_PROBLEM STATEMENT_
Return every line of the records that contains the word "nose".

_RECORD EXCERPTS_
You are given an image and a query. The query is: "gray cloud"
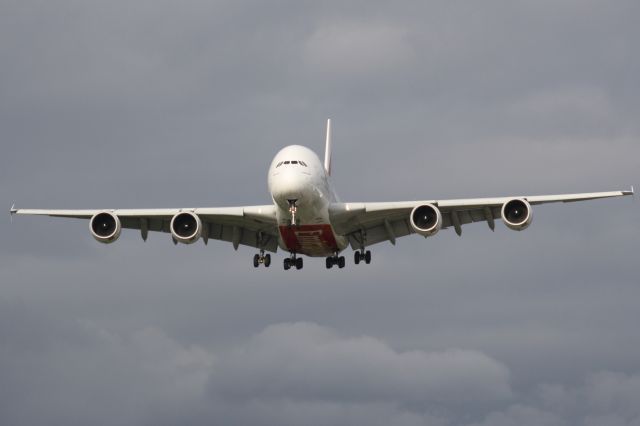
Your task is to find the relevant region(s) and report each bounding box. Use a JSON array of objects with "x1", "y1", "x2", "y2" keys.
[{"x1": 0, "y1": 0, "x2": 640, "y2": 425}]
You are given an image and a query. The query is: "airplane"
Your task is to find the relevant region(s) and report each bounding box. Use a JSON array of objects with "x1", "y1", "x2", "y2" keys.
[{"x1": 10, "y1": 119, "x2": 634, "y2": 270}]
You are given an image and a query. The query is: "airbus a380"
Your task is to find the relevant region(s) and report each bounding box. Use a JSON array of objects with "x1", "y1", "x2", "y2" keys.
[{"x1": 10, "y1": 120, "x2": 633, "y2": 270}]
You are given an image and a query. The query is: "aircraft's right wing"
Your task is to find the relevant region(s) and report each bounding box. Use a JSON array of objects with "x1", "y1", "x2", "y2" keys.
[{"x1": 330, "y1": 187, "x2": 633, "y2": 249}]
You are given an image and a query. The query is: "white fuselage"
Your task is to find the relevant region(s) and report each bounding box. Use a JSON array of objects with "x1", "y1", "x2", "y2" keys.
[{"x1": 268, "y1": 145, "x2": 348, "y2": 256}]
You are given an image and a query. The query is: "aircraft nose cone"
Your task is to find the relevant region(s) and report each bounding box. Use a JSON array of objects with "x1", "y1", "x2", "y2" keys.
[{"x1": 273, "y1": 173, "x2": 307, "y2": 205}]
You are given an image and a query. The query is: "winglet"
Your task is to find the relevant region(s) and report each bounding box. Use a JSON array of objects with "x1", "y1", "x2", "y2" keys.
[
  {"x1": 324, "y1": 118, "x2": 331, "y2": 176},
  {"x1": 622, "y1": 185, "x2": 634, "y2": 195}
]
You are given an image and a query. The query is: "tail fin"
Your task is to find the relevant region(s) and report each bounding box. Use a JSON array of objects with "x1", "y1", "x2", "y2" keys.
[{"x1": 324, "y1": 118, "x2": 331, "y2": 176}]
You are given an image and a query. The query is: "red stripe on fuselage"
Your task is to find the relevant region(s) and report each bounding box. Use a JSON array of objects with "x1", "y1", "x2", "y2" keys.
[{"x1": 280, "y1": 225, "x2": 338, "y2": 256}]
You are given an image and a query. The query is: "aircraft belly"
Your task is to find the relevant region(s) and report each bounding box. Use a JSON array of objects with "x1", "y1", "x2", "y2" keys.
[{"x1": 280, "y1": 224, "x2": 340, "y2": 257}]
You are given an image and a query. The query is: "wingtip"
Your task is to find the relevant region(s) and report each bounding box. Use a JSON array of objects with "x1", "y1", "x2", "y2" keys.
[{"x1": 622, "y1": 185, "x2": 635, "y2": 195}]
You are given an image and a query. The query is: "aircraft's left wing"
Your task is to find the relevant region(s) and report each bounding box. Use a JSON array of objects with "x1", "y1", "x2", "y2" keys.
[
  {"x1": 11, "y1": 205, "x2": 278, "y2": 252},
  {"x1": 330, "y1": 187, "x2": 633, "y2": 249}
]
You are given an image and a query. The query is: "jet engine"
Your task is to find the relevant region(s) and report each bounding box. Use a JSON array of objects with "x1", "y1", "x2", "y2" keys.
[
  {"x1": 502, "y1": 198, "x2": 532, "y2": 231},
  {"x1": 89, "y1": 212, "x2": 122, "y2": 244},
  {"x1": 409, "y1": 204, "x2": 442, "y2": 237},
  {"x1": 170, "y1": 212, "x2": 202, "y2": 244}
]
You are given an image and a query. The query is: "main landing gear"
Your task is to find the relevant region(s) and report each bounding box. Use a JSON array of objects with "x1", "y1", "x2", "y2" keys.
[
  {"x1": 283, "y1": 253, "x2": 303, "y2": 271},
  {"x1": 326, "y1": 252, "x2": 345, "y2": 269},
  {"x1": 253, "y1": 250, "x2": 271, "y2": 268},
  {"x1": 353, "y1": 250, "x2": 371, "y2": 265}
]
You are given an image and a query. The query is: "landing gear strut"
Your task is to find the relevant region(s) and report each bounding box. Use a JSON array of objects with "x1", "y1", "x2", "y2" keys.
[
  {"x1": 253, "y1": 250, "x2": 271, "y2": 268},
  {"x1": 325, "y1": 252, "x2": 345, "y2": 269},
  {"x1": 283, "y1": 253, "x2": 303, "y2": 271},
  {"x1": 353, "y1": 249, "x2": 371, "y2": 265},
  {"x1": 287, "y1": 200, "x2": 298, "y2": 226}
]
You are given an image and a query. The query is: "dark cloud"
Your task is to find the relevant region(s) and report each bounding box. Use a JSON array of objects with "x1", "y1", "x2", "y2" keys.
[{"x1": 0, "y1": 0, "x2": 640, "y2": 425}]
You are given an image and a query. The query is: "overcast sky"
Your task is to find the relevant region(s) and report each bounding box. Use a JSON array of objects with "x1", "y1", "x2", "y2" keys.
[{"x1": 0, "y1": 0, "x2": 640, "y2": 426}]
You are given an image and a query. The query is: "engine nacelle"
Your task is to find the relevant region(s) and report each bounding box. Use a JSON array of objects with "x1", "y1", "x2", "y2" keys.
[
  {"x1": 170, "y1": 212, "x2": 202, "y2": 244},
  {"x1": 501, "y1": 198, "x2": 533, "y2": 231},
  {"x1": 89, "y1": 212, "x2": 122, "y2": 244},
  {"x1": 409, "y1": 204, "x2": 442, "y2": 237}
]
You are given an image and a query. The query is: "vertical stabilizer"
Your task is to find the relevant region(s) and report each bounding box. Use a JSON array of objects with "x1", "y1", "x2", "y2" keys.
[{"x1": 324, "y1": 118, "x2": 331, "y2": 176}]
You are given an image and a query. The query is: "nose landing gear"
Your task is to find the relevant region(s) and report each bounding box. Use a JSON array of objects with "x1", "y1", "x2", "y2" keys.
[
  {"x1": 283, "y1": 253, "x2": 303, "y2": 271},
  {"x1": 287, "y1": 200, "x2": 298, "y2": 226},
  {"x1": 253, "y1": 250, "x2": 271, "y2": 268},
  {"x1": 353, "y1": 250, "x2": 371, "y2": 265},
  {"x1": 325, "y1": 252, "x2": 345, "y2": 269}
]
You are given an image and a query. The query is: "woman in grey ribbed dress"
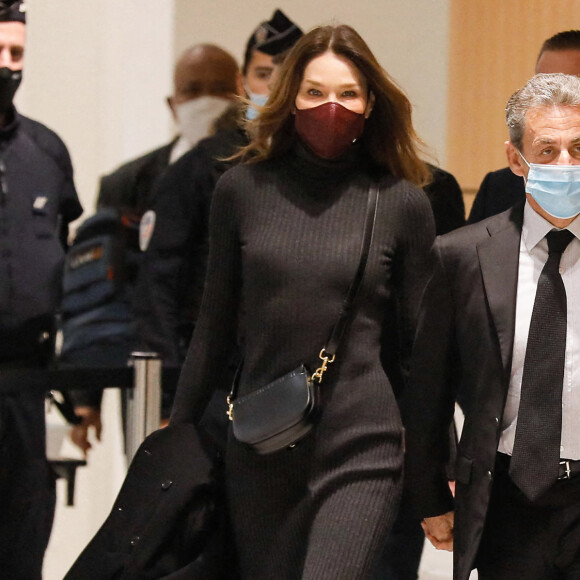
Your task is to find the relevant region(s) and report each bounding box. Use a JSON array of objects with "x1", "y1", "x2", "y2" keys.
[{"x1": 172, "y1": 26, "x2": 434, "y2": 580}]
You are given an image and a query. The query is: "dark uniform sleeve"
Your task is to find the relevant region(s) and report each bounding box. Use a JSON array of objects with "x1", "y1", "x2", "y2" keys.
[{"x1": 136, "y1": 145, "x2": 216, "y2": 366}]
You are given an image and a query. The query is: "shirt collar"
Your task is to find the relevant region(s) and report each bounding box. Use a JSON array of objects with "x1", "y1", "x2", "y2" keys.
[{"x1": 522, "y1": 201, "x2": 580, "y2": 252}]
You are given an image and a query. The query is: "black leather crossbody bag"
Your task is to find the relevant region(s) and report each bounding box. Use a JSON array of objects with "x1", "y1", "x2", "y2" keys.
[{"x1": 227, "y1": 183, "x2": 379, "y2": 454}]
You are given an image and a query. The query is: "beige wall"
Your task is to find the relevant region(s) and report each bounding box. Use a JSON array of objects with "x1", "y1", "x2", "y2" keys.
[
  {"x1": 17, "y1": 5, "x2": 449, "y2": 580},
  {"x1": 447, "y1": 0, "x2": 580, "y2": 192},
  {"x1": 17, "y1": 0, "x2": 174, "y2": 218}
]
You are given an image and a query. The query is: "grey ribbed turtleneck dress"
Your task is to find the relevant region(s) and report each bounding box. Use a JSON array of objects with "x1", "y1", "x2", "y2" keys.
[{"x1": 172, "y1": 145, "x2": 434, "y2": 580}]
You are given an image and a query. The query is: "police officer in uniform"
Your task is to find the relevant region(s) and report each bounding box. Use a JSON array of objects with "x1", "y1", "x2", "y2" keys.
[{"x1": 0, "y1": 0, "x2": 82, "y2": 580}]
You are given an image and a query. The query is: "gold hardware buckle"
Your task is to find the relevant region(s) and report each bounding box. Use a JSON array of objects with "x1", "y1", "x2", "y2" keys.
[{"x1": 310, "y1": 348, "x2": 336, "y2": 384}]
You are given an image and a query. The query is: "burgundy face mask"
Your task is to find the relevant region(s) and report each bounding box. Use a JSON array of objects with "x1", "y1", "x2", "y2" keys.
[{"x1": 294, "y1": 103, "x2": 365, "y2": 159}]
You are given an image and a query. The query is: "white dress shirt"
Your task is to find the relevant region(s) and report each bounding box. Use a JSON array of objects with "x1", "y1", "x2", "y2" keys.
[{"x1": 498, "y1": 202, "x2": 580, "y2": 459}]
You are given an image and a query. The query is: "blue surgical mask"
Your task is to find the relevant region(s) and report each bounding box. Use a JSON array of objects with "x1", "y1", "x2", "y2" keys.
[
  {"x1": 518, "y1": 152, "x2": 580, "y2": 219},
  {"x1": 246, "y1": 87, "x2": 269, "y2": 121}
]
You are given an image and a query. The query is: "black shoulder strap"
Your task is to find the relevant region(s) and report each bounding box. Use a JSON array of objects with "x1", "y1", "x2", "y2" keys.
[
  {"x1": 228, "y1": 182, "x2": 379, "y2": 404},
  {"x1": 324, "y1": 182, "x2": 379, "y2": 358}
]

_TASK RESULT_
You are given an image and a query. The query is: "aircraft nose cone"
You are given an image and a query. The query is: "nose landing gear"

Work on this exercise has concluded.